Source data
◆ ◆ ◆ ◆
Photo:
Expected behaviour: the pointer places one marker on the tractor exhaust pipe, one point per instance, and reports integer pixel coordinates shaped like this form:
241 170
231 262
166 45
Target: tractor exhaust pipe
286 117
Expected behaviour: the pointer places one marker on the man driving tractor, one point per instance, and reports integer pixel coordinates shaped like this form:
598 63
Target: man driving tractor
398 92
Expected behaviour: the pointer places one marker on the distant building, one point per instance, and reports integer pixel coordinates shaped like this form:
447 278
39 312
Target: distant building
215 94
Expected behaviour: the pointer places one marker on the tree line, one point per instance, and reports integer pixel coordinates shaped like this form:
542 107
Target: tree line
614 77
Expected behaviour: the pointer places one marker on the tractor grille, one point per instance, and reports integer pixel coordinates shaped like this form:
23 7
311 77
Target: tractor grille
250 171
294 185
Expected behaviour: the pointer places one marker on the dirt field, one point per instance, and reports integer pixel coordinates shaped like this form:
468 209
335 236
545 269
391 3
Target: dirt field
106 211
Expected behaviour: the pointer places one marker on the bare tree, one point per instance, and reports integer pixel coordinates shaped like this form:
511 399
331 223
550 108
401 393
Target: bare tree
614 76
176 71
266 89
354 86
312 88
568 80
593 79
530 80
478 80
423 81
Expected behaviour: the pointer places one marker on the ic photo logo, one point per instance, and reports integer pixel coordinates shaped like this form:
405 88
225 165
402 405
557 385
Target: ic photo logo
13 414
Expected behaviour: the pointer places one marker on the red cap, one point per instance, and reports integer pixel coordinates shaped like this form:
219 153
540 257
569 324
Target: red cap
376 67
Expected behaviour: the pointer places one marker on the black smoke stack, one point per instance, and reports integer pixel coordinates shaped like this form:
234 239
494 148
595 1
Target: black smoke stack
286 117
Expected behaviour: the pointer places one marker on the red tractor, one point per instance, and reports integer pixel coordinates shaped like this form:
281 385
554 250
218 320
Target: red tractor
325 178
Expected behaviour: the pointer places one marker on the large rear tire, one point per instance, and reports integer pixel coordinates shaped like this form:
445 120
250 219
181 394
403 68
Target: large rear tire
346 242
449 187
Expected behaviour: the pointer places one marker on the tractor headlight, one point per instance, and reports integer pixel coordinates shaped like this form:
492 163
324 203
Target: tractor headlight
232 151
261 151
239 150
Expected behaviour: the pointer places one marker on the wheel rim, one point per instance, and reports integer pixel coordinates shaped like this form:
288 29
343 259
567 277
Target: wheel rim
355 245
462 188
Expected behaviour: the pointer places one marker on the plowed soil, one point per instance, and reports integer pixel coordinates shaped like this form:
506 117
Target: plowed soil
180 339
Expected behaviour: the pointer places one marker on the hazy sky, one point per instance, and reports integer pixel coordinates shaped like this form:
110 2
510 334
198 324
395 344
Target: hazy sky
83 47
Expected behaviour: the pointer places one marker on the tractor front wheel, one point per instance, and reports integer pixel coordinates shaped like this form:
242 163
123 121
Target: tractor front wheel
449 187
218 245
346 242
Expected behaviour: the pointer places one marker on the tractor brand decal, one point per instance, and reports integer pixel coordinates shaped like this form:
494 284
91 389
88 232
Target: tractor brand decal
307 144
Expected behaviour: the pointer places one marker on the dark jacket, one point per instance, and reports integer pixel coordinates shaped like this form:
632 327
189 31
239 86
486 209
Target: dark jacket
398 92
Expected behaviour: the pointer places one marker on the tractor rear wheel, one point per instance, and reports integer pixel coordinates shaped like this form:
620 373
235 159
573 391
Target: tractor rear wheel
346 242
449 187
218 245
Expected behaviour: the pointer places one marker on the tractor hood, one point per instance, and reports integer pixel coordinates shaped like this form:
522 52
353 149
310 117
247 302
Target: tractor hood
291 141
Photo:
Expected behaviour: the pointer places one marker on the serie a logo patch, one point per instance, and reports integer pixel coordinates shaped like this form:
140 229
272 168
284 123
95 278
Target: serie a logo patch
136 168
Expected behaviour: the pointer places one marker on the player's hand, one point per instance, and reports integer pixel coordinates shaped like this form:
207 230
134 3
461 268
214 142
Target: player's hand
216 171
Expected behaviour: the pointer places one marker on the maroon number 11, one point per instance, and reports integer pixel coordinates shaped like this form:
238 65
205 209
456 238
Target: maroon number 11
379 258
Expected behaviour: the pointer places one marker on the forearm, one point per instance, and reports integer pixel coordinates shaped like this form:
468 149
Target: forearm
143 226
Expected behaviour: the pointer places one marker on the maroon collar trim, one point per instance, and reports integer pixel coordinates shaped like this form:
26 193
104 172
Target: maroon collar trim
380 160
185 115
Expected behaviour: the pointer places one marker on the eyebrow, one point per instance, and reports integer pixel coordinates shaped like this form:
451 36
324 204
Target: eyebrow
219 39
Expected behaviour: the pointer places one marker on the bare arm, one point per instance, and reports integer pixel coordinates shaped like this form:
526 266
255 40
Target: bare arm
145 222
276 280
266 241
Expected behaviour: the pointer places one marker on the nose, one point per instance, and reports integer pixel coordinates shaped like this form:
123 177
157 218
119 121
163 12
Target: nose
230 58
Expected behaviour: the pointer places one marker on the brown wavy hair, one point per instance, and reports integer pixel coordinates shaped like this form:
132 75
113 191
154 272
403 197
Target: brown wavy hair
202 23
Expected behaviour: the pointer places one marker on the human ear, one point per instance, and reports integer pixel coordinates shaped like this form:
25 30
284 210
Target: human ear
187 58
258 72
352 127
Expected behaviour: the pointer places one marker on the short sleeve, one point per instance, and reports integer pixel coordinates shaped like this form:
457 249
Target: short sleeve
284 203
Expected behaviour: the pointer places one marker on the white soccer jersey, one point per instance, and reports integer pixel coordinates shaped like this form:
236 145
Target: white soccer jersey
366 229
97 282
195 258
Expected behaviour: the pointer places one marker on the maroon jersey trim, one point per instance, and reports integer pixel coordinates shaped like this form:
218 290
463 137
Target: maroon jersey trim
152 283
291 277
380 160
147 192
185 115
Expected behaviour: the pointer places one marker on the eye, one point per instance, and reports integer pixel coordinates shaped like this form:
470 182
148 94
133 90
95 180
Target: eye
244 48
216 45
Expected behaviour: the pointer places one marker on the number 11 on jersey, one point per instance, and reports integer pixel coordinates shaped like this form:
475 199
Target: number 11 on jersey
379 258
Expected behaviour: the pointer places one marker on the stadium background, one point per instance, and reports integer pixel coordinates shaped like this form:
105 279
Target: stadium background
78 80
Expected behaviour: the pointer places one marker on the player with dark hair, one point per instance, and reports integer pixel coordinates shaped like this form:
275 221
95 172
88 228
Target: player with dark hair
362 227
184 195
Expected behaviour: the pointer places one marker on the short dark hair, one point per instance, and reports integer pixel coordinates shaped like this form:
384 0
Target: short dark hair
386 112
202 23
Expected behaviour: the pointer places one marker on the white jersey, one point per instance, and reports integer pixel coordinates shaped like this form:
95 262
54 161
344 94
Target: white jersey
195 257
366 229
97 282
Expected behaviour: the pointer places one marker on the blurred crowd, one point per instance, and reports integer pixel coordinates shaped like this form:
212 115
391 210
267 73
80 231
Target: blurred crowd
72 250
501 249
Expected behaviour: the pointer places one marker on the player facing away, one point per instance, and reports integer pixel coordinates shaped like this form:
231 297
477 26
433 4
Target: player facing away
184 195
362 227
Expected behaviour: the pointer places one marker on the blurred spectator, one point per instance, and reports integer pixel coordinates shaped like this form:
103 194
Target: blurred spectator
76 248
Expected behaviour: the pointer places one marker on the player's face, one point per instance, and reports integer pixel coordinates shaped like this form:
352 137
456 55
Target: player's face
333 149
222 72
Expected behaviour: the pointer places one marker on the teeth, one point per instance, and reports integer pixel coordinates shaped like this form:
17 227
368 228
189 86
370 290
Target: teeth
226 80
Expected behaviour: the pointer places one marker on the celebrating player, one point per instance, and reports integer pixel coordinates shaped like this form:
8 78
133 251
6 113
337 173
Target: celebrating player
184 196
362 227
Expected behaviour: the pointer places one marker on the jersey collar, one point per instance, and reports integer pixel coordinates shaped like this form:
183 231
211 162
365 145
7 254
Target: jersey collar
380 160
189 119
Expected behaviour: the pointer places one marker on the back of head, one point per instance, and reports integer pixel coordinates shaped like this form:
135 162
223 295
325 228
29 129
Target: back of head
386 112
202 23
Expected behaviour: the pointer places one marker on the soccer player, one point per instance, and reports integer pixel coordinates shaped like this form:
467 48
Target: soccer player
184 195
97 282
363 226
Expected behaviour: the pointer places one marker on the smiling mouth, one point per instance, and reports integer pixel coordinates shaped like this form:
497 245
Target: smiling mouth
◆ ◆ ◆ ◆
Problem to work on: Line count for the string "smiling": tally the lines of the records above that contain it and give only the result.

Task solution: 2